What is required: Drop every picture, then repeat the records exactly.

Entries shown:
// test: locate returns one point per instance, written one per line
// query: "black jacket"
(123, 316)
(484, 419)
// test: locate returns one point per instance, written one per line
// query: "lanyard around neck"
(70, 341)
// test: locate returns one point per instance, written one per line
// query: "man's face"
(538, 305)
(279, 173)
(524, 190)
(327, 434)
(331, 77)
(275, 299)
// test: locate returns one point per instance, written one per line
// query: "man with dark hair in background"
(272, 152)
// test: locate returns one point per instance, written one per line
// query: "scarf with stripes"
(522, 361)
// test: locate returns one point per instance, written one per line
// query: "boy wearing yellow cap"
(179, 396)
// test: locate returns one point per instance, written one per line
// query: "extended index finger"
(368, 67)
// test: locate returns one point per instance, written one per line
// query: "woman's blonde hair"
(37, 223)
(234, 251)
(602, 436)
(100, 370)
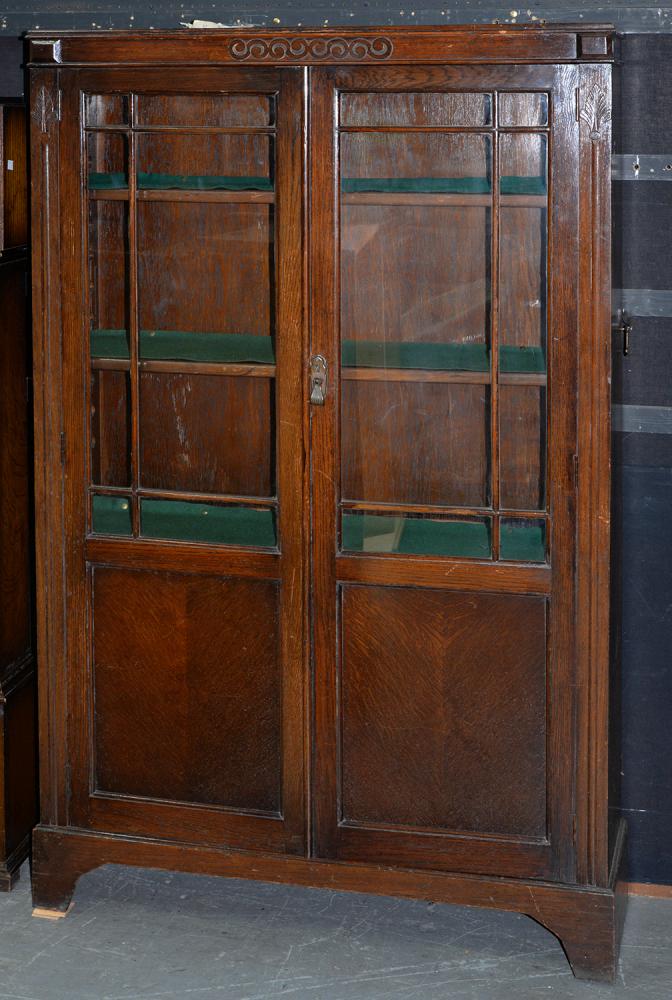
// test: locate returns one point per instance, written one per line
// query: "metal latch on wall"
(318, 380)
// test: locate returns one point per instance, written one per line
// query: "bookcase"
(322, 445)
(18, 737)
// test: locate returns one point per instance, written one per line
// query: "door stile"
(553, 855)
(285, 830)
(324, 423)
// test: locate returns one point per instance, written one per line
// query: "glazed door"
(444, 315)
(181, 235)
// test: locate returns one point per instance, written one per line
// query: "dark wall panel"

Response box:
// test: locate returns one point per instance, written one per line
// query: "black jacket"
(123, 316)
(484, 419)
// test: locate returns one point per instance, written one per line
// query: "lanyard around neck"
(70, 341)
// test: locate returns one point per instance, written one per line
// query: "man's face"
(538, 305)
(279, 173)
(524, 190)
(327, 434)
(331, 77)
(275, 299)
// test: locate returns one point per instance, written one per line
// query: "man with dark hair in background"
(272, 152)
// test: locate returns one point per instance, written one per line
// query: "scarf with stripes"
(522, 361)
// test: locate returns one point per instance, written one per line
// query: "boy wearing yellow cap"
(179, 396)
// test: locate returns one point per instance, written one per line
// query: "extended index finger"
(368, 67)
// test: locate returns one point per instance, written one per line
// query: "woman's blonde hair"
(37, 223)
(234, 251)
(602, 436)
(100, 370)
// test: locate returns one point per instance, written one per line
// query: "metal latch on wall"
(318, 380)
// test: locate returns one point per instance, written one per line
// query: "bookcase"
(322, 445)
(18, 737)
// test: locate returns one point per instance, written one per line
// query: "door stile"
(553, 855)
(285, 830)
(324, 423)
// test: locate returns one point per instance, written one per line
// query: "glazed door"
(444, 315)
(181, 235)
// test: locate returns one point per instance, written one per line
// query: "dark wall panel"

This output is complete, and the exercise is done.